**YOUR GOAL:** Work out how many lines in the data that follows contain "picture". Write nothing but the number.

**Dataset records:**
┌──
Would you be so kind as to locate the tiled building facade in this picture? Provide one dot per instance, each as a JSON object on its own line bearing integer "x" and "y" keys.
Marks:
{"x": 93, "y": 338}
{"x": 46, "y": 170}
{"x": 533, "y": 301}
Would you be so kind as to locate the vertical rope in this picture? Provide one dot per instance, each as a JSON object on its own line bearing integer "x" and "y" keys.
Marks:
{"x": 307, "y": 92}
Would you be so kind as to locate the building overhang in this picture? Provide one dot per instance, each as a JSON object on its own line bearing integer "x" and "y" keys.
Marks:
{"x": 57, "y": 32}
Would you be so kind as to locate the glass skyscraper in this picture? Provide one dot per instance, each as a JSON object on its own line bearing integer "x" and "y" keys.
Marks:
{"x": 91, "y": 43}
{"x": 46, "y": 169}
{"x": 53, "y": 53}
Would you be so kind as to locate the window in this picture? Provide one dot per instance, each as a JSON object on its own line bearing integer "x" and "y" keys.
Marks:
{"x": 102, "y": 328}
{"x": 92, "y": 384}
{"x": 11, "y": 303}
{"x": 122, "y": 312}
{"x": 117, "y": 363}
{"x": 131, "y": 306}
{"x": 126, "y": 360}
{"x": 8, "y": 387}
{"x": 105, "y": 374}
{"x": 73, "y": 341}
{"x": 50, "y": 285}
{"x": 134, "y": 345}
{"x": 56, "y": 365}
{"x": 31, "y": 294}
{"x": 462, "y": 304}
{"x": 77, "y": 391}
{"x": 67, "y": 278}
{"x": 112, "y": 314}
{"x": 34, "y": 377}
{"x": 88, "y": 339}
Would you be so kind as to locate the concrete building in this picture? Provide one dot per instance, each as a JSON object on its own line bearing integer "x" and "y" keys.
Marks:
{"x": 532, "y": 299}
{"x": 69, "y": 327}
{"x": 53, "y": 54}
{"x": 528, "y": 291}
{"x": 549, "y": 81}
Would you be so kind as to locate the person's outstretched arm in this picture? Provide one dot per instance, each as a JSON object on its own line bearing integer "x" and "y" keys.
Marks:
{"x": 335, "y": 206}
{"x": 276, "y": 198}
└──
**TASK RESPONSE:** 7